The Semi Weekly Wave: 6/19
We are an amazing team and I think it is important for swimmers to understand what it means to make sacrifices for the team, and what it is like to be a part of the BWST family. They work hard together. They learn that when they fail, they can get back up and try again because their teammates and coaches have their back.
Another common denominator for great team cultures… every minute of practice matters. Coaches have prepared a great practice plan. No wasted time. There is a sense of urgency and it shows in the actions of everyone – “what we are doing here, right now, is important”

Written instruction 1: Render the records as a two-column CSV with the columns "text" and "answer", one row per record, placing the text and the answer of each in its own quoted field with line breaks converted to spaces. Begin at the line of the records that contains "Where can the blue" and stop after the line that contains "(1141, 246)".
The newsletter excerpt and the records have no connection to each other.

Records from a data source
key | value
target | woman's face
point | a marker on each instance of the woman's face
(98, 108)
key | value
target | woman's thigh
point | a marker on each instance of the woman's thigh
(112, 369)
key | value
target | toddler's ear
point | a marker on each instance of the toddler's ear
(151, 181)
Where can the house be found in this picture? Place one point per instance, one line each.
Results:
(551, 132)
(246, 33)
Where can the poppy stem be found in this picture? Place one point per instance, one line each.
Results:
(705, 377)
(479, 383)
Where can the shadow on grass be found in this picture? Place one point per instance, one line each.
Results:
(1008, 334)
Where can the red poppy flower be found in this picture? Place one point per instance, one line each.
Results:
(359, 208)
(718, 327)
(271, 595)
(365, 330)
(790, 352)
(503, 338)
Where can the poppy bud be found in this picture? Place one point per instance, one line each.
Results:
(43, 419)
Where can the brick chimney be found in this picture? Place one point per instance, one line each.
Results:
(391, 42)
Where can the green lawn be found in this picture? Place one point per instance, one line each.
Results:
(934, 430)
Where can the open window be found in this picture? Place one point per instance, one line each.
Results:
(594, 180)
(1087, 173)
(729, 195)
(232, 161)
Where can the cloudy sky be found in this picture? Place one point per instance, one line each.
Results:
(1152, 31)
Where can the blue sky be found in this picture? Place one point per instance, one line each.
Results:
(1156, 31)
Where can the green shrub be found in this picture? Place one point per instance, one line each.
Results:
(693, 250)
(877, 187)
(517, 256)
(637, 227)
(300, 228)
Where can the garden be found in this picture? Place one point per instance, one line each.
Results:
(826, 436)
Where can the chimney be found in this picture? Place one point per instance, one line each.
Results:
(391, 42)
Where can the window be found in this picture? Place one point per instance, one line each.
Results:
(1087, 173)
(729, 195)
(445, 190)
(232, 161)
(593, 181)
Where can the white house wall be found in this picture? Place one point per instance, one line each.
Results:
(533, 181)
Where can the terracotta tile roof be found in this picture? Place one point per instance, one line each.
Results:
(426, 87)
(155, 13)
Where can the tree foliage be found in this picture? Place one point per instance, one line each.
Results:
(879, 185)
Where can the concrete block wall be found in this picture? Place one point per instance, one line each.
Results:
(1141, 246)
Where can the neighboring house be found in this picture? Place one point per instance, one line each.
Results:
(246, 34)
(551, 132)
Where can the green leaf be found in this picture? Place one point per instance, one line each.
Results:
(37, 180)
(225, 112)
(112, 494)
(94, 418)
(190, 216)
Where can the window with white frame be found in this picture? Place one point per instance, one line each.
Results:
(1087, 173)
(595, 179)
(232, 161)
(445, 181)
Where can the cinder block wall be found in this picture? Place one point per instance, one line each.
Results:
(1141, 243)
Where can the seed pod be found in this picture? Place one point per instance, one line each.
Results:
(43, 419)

Written instruction 2: According to the newsletter excerpt, what have the coaches prepared?

Full answer 1:
text,answer
"Where can the blue sky be found in this picture? Place one point per instance, one line each. Results:","(1156, 31)"
"Where can the green shrub be found in this picture? Place one point per instance, one line each. Results:","(693, 250) (877, 187) (517, 256) (637, 227) (300, 228)"
"Where can the garden be found in this picture? Place one point per instance, one line each. Results:","(826, 436)"
"Where can the chimney be found in this picture? Place one point per instance, one line each. Results:","(391, 42)"
"Where can the window be found in this picture? Place one point per instance, one line each. Results:","(1087, 173) (729, 195) (445, 190) (232, 161) (593, 181)"
"Where can the white house wall be found in this picture? Place one point per instance, one line each. Results:","(533, 181)"
"Where can the terracotta tile roof be found in this picture? Place one point per instance, one line each. Results:","(426, 87) (155, 13)"
"Where can the tree foliage be found in this picture? Place one point per instance, one line each. Results:","(879, 185)"
"Where can the concrete block wall be found in this picture? Place one point per instance, one line each. Results:","(1141, 246)"

Full answer 2: A great practice plan.